▸ **Given exercise**: Pick up the article on the blockchain trilemma after its final sentence and continue it.

▸ **Source document**:
Start

The blockchain trilemma: Can it ever be tackled?
What is the blockchain trilemma?
Blockchains must balance between offering the best secure and scalable infrastructure while still staying reasonably decentralized. Is this a realistic future for Web3?
A fundamental building block for blockchains is decentralization, a functionality that enables people to transact without the requirement of a central authority. This formed the crux of the Bitcoin (BTC) white paper that Satoshi Nakamoto published in 2008. It serves as the base for any Web3 product from a network and ethos vantage.
However, as more people flocked the chain, a couple of other functionalities seemed crucial, scalability and security. While Bitcoin is considered the most decentralized of all networks, its transaction speed does not make it conducive for building applications on top of it and this is what other layer-1 chains capitalize on and strive to solve.
While the creators and developers of L1 networks claim about them being the most secure, most scalable and most decentralized network of all, is that the case? Can blockchain networks be created with equal emphasis on decentralization, scalability and security?

End

▸ **Material supplied**:
Start

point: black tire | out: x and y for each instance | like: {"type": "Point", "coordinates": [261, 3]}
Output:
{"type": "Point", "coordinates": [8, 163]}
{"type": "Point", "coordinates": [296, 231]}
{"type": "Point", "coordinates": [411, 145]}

End

▸ **Output of the exercise**:
If yes, then the blockchain trilemma will cease to exist. But, sadly, that is not the case and almost all L1 networks fail to cater to all three aspects, leaving the door open for a pioneer to solve blockchain’s biggest challenge, albeit the biggest money spinner.
Let us look at three top L1 networks, Bitcoin, Ethereum and Solana and assess them across the three dimensions namely, decentralization, scalability and security.
Which L1 chain is the most decentralized?
Studying the priorities of Bitcoin, Ethereum and Solana will help shed light on how these priorities affect the properties of a blockchain. Decentralization is the ability of a blockchain network to distribute governance through its consensus mechanisms.
Architecture is about understanding where to make the compromise. That is precisely the case when it comes to each of the L1 chains in consideration and in assessing how they have addressed the blockchain trilemma.
True to its ethos, Bitcoin remains the most decentralized of all L1 chains due to its adherence to proof-of-work (PoW) and a lack of central authority controlling the development and governance ensures this. While Ethereum and Solana claim to be decentralized, are they as decentralized as Bitcoin? The answer is probably not.
Solana’s token allocation is heavily centralized, with venture capitalists, developers and Solana Labs owning close to half of the fund allocated. This has drawn criticism from many Web3 evangelists and thought leaders about Solana trudging away from the ethos of Web3. It has also been affected by the FTX collapse more than Bitcoin and Ethereum because of the token allocation.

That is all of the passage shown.